[[ Study material, beginning ]]

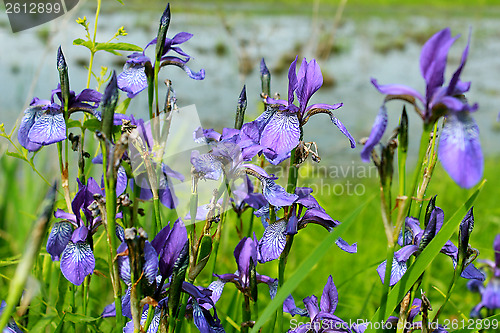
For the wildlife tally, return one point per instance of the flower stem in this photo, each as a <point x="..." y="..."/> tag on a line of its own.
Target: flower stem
<point x="110" y="223"/>
<point x="246" y="314"/>
<point x="404" y="206"/>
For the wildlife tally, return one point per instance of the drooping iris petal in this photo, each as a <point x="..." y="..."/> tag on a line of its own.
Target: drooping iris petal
<point x="48" y="128"/>
<point x="471" y="272"/>
<point x="80" y="234"/>
<point x="109" y="311"/>
<point x="273" y="241"/>
<point x="200" y="75"/>
<point x="330" y="297"/>
<point x="376" y="133"/>
<point x="290" y="307"/>
<point x="77" y="261"/>
<point x="311" y="303"/>
<point x="344" y="246"/>
<point x="30" y="115"/>
<point x="460" y="149"/>
<point x="58" y="239"/>
<point x="397" y="272"/>
<point x="281" y="133"/>
<point x="204" y="321"/>
<point x="153" y="327"/>
<point x="245" y="251"/>
<point x="133" y="79"/>
<point x="343" y="129"/>
<point x="398" y="264"/>
<point x="207" y="165"/>
<point x="310" y="80"/>
<point x="397" y="89"/>
<point x="292" y="80"/>
<point x="318" y="216"/>
<point x="433" y="59"/>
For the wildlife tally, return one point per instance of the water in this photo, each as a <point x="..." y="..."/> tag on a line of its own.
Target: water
<point x="229" y="46"/>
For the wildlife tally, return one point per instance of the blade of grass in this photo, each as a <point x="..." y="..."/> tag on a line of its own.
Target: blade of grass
<point x="425" y="258"/>
<point x="306" y="267"/>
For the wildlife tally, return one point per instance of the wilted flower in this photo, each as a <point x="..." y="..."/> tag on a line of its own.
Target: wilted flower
<point x="246" y="256"/>
<point x="459" y="147"/>
<point x="303" y="210"/>
<point x="160" y="257"/>
<point x="70" y="240"/>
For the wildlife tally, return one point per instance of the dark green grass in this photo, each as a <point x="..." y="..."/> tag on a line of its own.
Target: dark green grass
<point x="354" y="274"/>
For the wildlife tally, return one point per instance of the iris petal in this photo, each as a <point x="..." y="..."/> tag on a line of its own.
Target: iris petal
<point x="273" y="241"/>
<point x="77" y="261"/>
<point x="58" y="239"/>
<point x="330" y="297"/>
<point x="460" y="150"/>
<point x="48" y="128"/>
<point x="133" y="79"/>
<point x="281" y="134"/>
<point x="376" y="134"/>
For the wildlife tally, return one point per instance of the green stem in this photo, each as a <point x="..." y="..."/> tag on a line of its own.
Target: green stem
<point x="247" y="314"/>
<point x="149" y="319"/>
<point x="404" y="206"/>
<point x="110" y="191"/>
<point x="451" y="287"/>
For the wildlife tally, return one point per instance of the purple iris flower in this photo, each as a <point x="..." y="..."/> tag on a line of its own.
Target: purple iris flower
<point x="159" y="258"/>
<point x="490" y="295"/>
<point x="166" y="193"/>
<point x="305" y="209"/>
<point x="415" y="309"/>
<point x="71" y="239"/>
<point x="43" y="122"/>
<point x="419" y="238"/>
<point x="246" y="255"/>
<point x="133" y="79"/>
<point x="459" y="146"/>
<point x="226" y="158"/>
<point x="280" y="126"/>
<point x="322" y="317"/>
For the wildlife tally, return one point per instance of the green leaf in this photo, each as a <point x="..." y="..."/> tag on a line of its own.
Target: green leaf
<point x="118" y="47"/>
<point x="16" y="155"/>
<point x="123" y="106"/>
<point x="424" y="259"/>
<point x="79" y="318"/>
<point x="92" y="124"/>
<point x="305" y="268"/>
<point x="468" y="326"/>
<point x="73" y="123"/>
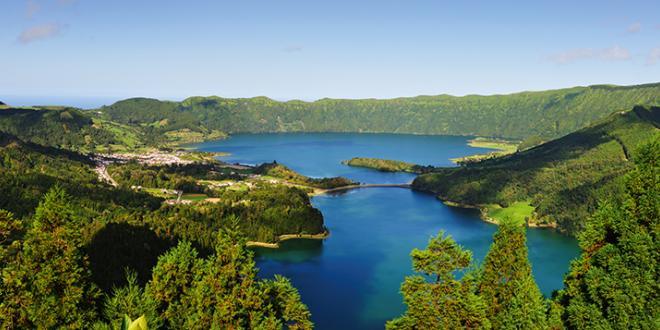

[[ Study material, end ]]

Copy all the entries above exactly as they stand, except for the pictures.

For the wildlife tally, return one point per instance of the flower stem in this photo, each as a <point x="..." y="..."/> tag on a line of its own.
Target: flower stem
<point x="110" y="223"/>
<point x="246" y="314"/>
<point x="404" y="206"/>
For the wildlife tally, return one point per instance of the drooping iris petal in this photo, each as a <point x="..." y="..."/> tag on a line of its own.
Target: drooping iris petal
<point x="48" y="128"/>
<point x="471" y="272"/>
<point x="80" y="234"/>
<point x="109" y="311"/>
<point x="273" y="241"/>
<point x="200" y="75"/>
<point x="330" y="297"/>
<point x="376" y="133"/>
<point x="290" y="307"/>
<point x="77" y="261"/>
<point x="311" y="303"/>
<point x="344" y="246"/>
<point x="30" y="115"/>
<point x="460" y="149"/>
<point x="58" y="239"/>
<point x="397" y="272"/>
<point x="281" y="133"/>
<point x="204" y="321"/>
<point x="153" y="327"/>
<point x="245" y="251"/>
<point x="133" y="79"/>
<point x="343" y="129"/>
<point x="398" y="264"/>
<point x="207" y="165"/>
<point x="310" y="80"/>
<point x="397" y="89"/>
<point x="292" y="80"/>
<point x="318" y="216"/>
<point x="433" y="59"/>
For the wildlife tally, return one point per instance of the water in this photo, each as a <point x="..." y="..."/> tag on a line of its own.
Target: water
<point x="229" y="46"/>
For the wildlife tally, return one point per instance of the blade of grass in this photo, each as a <point x="..." y="..."/> tag on a line of its own.
Target: blade of grass
<point x="425" y="258"/>
<point x="306" y="267"/>
For the wildlife tally, return one point per instance of the wilted flower in this photo, each as a <point x="..." y="..."/> tag on a line of its own.
Target: wilted flower
<point x="246" y="256"/>
<point x="459" y="147"/>
<point x="303" y="210"/>
<point x="160" y="257"/>
<point x="70" y="240"/>
For the wildlife tally, return one point per instance of the dark green grass in this photo, each as a <point x="..." y="..."/> tag on a line of its own.
Target: dark green grass
<point x="354" y="274"/>
For the wildlife tally, return one point per instance of the iris petal in this photo, each as a <point x="..." y="..."/> tag on a line of its own.
Target: iris petal
<point x="273" y="241"/>
<point x="77" y="261"/>
<point x="58" y="239"/>
<point x="330" y="297"/>
<point x="460" y="150"/>
<point x="48" y="128"/>
<point x="133" y="79"/>
<point x="281" y="134"/>
<point x="376" y="134"/>
For the wildlife tally, return one point per instance of the green stem in this photo, each as a <point x="..." y="..."/> tag on a line of its own.
Target: green stem
<point x="247" y="314"/>
<point x="149" y="319"/>
<point x="404" y="206"/>
<point x="110" y="191"/>
<point x="451" y="287"/>
For the wildlife tally, return one point per instance of the purple iris flower in this photo, each as a <point x="..." y="..."/> tag on a line of its own.
Target: purple iris flower
<point x="159" y="258"/>
<point x="490" y="295"/>
<point x="166" y="193"/>
<point x="305" y="209"/>
<point x="415" y="309"/>
<point x="71" y="239"/>
<point x="43" y="122"/>
<point x="419" y="238"/>
<point x="246" y="255"/>
<point x="133" y="79"/>
<point x="459" y="146"/>
<point x="226" y="158"/>
<point x="280" y="126"/>
<point x="322" y="317"/>
For the wildlife tally, return one point per instance of the green leaf in this photo, each as a <point x="..." y="..."/> tag on a line of its own.
Target: green leaf
<point x="118" y="47"/>
<point x="16" y="155"/>
<point x="123" y="106"/>
<point x="424" y="259"/>
<point x="79" y="318"/>
<point x="92" y="124"/>
<point x="305" y="268"/>
<point x="468" y="326"/>
<point x="73" y="123"/>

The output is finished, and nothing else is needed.